* **EXERCISE DIRECTIONS**:
Rewrite the data from the line containing "locate canvas glove" through the end of the data, both lines included, and shift every coordinate in the answers up by 78. Leave the pictures out.

* **DATASET ENTRIES**:

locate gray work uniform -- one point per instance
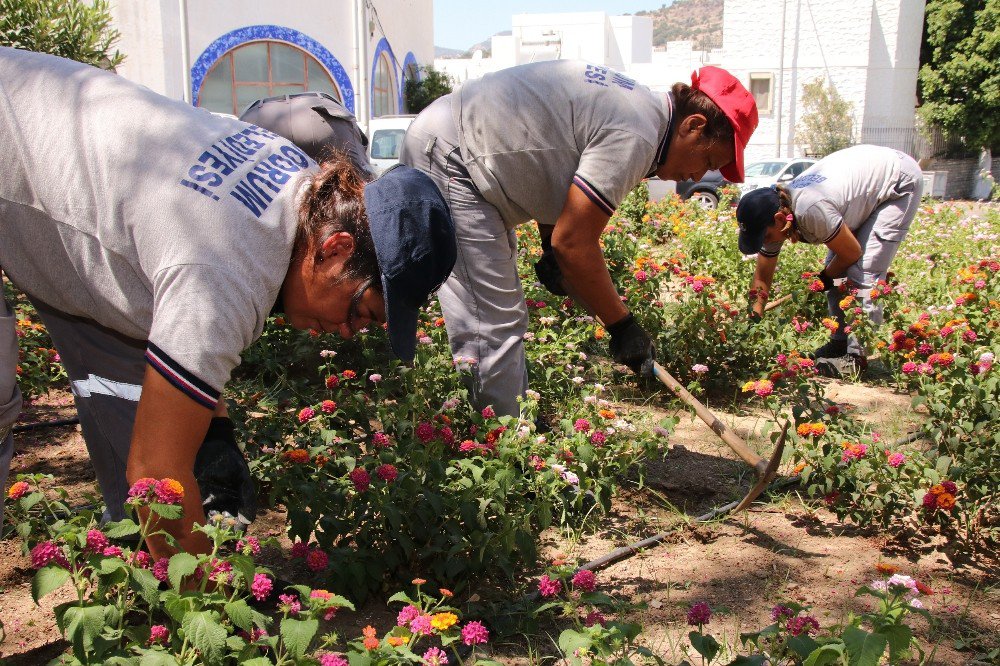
(505, 149)
(148, 233)
(316, 123)
(875, 191)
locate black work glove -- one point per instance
(548, 271)
(826, 280)
(632, 346)
(224, 477)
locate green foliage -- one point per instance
(72, 29)
(960, 71)
(827, 124)
(420, 92)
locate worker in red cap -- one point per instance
(560, 142)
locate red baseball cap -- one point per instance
(739, 106)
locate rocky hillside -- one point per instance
(697, 20)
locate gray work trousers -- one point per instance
(483, 303)
(879, 236)
(106, 371)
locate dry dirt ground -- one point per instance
(741, 565)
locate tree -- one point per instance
(419, 93)
(827, 124)
(73, 29)
(959, 78)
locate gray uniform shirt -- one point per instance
(153, 218)
(844, 187)
(528, 133)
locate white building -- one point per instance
(224, 54)
(868, 50)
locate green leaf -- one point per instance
(205, 633)
(864, 649)
(704, 644)
(145, 583)
(181, 565)
(47, 580)
(121, 529)
(298, 634)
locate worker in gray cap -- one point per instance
(315, 122)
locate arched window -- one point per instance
(262, 69)
(384, 97)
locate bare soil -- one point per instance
(741, 565)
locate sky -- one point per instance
(458, 24)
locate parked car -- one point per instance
(704, 191)
(765, 173)
(385, 138)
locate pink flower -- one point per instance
(160, 569)
(141, 488)
(261, 587)
(421, 625)
(96, 541)
(407, 615)
(475, 633)
(585, 580)
(317, 560)
(158, 635)
(425, 432)
(360, 478)
(47, 552)
(699, 614)
(387, 473)
(549, 587)
(435, 657)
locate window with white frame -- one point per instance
(762, 87)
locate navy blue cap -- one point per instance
(415, 246)
(755, 214)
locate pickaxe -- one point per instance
(765, 469)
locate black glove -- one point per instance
(548, 271)
(826, 280)
(224, 477)
(632, 346)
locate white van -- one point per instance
(385, 138)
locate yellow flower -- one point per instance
(442, 621)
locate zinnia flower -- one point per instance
(475, 633)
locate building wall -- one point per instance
(161, 56)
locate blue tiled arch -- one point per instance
(383, 46)
(254, 33)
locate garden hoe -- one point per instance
(765, 469)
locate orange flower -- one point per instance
(299, 456)
(443, 621)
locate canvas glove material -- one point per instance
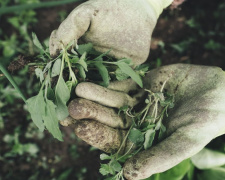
(122, 26)
(197, 118)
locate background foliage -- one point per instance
(193, 33)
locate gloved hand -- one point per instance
(124, 26)
(197, 118)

* **RESPONSE FOR THIS EXERCISE**:
locate canvas glove material -- one point per instance
(200, 104)
(275, 196)
locate background foliage -- one point per instance
(271, 111)
locate gloved hand -- one point per instance
(202, 104)
(275, 196)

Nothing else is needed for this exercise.